Task statement:
Copy the listing below line for line, with no change to any word, number, or space.
--- Dataset records ---
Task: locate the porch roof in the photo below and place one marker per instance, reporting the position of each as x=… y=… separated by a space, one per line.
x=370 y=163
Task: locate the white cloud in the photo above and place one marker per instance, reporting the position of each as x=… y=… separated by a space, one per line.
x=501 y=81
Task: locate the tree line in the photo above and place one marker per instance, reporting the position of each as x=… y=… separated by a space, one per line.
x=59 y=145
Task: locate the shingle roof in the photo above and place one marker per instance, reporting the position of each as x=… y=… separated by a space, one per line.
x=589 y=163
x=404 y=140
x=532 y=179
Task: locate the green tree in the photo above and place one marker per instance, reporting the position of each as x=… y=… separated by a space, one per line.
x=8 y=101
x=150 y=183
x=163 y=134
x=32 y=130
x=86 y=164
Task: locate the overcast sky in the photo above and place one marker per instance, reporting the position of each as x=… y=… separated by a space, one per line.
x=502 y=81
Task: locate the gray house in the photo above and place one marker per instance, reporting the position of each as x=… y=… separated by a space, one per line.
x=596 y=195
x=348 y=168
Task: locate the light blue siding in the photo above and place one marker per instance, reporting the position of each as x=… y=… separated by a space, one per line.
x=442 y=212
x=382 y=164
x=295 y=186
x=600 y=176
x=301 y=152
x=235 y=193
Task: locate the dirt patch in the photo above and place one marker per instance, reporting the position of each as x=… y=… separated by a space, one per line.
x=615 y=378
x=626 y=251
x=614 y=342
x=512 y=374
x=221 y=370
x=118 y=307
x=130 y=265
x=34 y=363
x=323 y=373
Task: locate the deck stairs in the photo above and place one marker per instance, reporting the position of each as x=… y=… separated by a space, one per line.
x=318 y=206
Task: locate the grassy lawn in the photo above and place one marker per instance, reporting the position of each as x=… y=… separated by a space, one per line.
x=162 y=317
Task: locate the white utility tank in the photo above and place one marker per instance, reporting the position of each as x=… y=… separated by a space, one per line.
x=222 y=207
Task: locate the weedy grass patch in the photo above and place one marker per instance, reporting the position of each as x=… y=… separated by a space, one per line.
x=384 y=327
---
Solved problem:
Task: locate the porch roof in the photo below and place one marker per instance, reporting the position of each as x=… y=… separated by a space, one per line.
x=370 y=163
Task: locate the white cloud in the photo above and place one marker per instance, reporting the position of each as x=… y=… separated by a space, one per line.
x=501 y=81
Task: locate the tree line in the photo above and place one marker per instance, reporting the position of each as x=… y=… separated by a space, one per line.
x=59 y=145
Task: locate the shingle roof in the photo above and place one marker per instance, reporting the position of each as x=… y=… separated by a space, one per line.
x=589 y=163
x=404 y=140
x=532 y=179
Task: locate the green tree in the photo above and place one marker per instance, reporting the position of each as x=… y=… separated by a space, one per line.
x=8 y=101
x=150 y=183
x=163 y=134
x=32 y=130
x=86 y=164
Task: locate the overcast sky in the photo above and place one marker per instance, reporting the position of each as x=… y=… separated by a space, one per line.
x=502 y=81
Task: locate the gray house in the photo above and place one marker per instance, reporting the position of each as x=… y=… separated by a space, one per line.
x=596 y=195
x=348 y=168
Task: locate the light blue siding in the photo above and place one marker per instance, reporting the position of each as x=… y=… separated by a space, one per line.
x=442 y=212
x=382 y=164
x=295 y=186
x=600 y=176
x=301 y=152
x=235 y=193
Task: locate the dirt patch in the photo above and place one marker per instance, reporting the position of each as x=… y=… separated by a space, one per line.
x=615 y=378
x=626 y=251
x=614 y=342
x=512 y=374
x=221 y=370
x=118 y=307
x=130 y=265
x=34 y=363
x=323 y=373
Task: locate the deck stairs in the photo above and place one marker per instance, reporting the position of each as x=… y=… separated by a space, one per line.
x=318 y=206
Task: locate the grassy lawn in the photo above and place one marker per instance, reporting the position of each as x=… y=… separated by a space, one per line.
x=162 y=317
Task: locate the white utility tank in the photo above and place one marker per instance, reporting the position of each as x=… y=… separated by a space, one per line.
x=222 y=207
Task: locate the weedy grass patch in the photo above and place one marker per instance, reporting the position of each as x=… y=… separated by a space, one per line.
x=384 y=327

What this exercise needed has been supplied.